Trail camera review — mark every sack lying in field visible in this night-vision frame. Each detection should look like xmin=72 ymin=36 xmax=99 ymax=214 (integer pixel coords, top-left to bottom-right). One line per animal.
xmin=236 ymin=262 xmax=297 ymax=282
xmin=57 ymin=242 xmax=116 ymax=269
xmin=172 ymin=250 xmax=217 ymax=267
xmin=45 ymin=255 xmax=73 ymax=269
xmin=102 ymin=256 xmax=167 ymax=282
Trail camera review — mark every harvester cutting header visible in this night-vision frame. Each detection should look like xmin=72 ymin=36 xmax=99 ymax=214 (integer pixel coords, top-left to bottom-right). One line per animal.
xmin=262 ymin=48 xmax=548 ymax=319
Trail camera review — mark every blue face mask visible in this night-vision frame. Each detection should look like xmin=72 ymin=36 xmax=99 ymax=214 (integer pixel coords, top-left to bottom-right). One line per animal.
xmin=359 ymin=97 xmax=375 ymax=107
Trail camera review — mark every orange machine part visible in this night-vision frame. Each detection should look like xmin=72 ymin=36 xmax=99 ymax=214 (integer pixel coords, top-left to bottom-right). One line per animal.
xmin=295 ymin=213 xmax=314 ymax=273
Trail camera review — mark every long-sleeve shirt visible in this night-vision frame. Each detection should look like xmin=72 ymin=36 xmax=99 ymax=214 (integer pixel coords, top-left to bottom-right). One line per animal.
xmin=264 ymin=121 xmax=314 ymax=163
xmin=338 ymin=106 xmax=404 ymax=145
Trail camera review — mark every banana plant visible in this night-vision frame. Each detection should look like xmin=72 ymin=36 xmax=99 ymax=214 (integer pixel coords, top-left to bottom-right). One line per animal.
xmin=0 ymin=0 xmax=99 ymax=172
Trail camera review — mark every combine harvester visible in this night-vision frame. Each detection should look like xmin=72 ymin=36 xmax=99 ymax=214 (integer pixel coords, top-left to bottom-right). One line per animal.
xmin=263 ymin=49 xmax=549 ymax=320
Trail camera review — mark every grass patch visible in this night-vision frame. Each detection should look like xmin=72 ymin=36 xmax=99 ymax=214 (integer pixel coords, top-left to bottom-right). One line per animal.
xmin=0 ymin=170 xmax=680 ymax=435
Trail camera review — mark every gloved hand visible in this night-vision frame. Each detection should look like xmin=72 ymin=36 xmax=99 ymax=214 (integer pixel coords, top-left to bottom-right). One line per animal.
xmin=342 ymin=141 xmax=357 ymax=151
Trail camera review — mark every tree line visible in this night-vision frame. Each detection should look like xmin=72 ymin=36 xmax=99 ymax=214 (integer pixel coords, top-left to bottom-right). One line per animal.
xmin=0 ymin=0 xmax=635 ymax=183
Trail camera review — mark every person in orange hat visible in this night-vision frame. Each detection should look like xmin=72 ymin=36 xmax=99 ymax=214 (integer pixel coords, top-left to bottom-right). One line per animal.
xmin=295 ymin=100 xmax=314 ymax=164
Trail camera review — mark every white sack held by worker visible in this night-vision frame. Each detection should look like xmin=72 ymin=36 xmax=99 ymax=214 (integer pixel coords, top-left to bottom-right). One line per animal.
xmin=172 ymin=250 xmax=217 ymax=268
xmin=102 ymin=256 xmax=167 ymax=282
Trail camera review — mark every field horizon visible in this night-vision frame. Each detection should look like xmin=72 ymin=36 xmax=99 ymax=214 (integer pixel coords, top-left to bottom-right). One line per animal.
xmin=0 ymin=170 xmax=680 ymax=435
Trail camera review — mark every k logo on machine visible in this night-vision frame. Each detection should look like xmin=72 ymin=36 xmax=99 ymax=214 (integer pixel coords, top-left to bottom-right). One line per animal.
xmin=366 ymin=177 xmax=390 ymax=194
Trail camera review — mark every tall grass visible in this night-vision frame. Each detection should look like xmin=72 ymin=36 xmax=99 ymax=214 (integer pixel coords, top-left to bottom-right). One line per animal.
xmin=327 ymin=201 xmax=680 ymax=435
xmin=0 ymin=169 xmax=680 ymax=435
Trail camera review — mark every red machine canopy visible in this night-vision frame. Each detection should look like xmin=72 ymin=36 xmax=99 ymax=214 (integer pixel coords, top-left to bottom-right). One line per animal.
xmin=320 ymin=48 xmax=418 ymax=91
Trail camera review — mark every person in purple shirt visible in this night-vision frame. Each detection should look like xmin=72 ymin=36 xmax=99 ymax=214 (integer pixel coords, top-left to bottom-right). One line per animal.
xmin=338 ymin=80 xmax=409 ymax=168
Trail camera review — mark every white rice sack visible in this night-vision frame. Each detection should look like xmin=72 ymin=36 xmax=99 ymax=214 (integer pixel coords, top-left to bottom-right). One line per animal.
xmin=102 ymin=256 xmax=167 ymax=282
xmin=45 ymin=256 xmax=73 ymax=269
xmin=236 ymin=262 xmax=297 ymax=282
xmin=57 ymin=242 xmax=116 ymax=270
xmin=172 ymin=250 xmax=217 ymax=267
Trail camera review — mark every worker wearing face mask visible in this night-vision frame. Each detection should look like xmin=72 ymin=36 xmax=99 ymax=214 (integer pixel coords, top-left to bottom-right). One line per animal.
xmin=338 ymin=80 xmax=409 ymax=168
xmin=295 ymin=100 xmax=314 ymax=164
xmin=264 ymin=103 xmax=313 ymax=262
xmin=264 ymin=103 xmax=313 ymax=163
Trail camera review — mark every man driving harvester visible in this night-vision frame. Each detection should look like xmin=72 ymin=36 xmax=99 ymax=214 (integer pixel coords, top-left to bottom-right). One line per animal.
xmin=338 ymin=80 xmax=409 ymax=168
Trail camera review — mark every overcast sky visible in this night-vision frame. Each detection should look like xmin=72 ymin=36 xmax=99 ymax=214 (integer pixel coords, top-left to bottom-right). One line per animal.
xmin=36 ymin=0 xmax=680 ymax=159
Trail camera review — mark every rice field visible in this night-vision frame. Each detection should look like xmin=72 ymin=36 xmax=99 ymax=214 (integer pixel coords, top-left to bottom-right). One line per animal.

* * *

Could you rewrite only the lines between the one holding "Trail camera review — mark every long-sleeve" and the one holding "xmin=342 ymin=141 xmax=357 ymax=151", inclusive, requests included, with each coordinate in the answers rescaled by 1.3 and rounded to a whole number, halves rounding up? Keep the numbers in the requests and their format samples unchanged.

Trail camera review — mark every long-sleeve shirt visible in this night-vision frame. Each detection should look like xmin=72 ymin=36 xmax=99 ymax=214 (integer pixel coords, top-left to bottom-right). One line per animal.
xmin=343 ymin=157 xmax=408 ymax=212
xmin=439 ymin=138 xmax=525 ymax=189
Trail camera review — mark every banana plant visible in this night-vision frame. Each detection should look like xmin=72 ymin=36 xmax=99 ymax=214 (integer pixel coords, top-left to bottom-right). One line per animal.
xmin=0 ymin=0 xmax=129 ymax=224
Trail camera review — mark every combine harvester visible in this night-vision frame. Each detection should look like xmin=72 ymin=36 xmax=99 ymax=214 (integer pixel coords, top-left to bottom-right). One line per animal.
xmin=342 ymin=64 xmax=714 ymax=416
Trail camera review — mark every grass patch visible in this night-vision frame. Each detection should look like xmin=72 ymin=36 xmax=99 ymax=214 (integer pixel coords, top-left to bottom-right). One line per animal.
xmin=0 ymin=221 xmax=884 ymax=566
Trail camera review — mark every gloved hand visible in this night-vision frame. Each detection should look like xmin=72 ymin=36 xmax=99 ymax=214 (integer pixel coords, top-left to bottom-right). One line per animal.
xmin=445 ymin=183 xmax=464 ymax=196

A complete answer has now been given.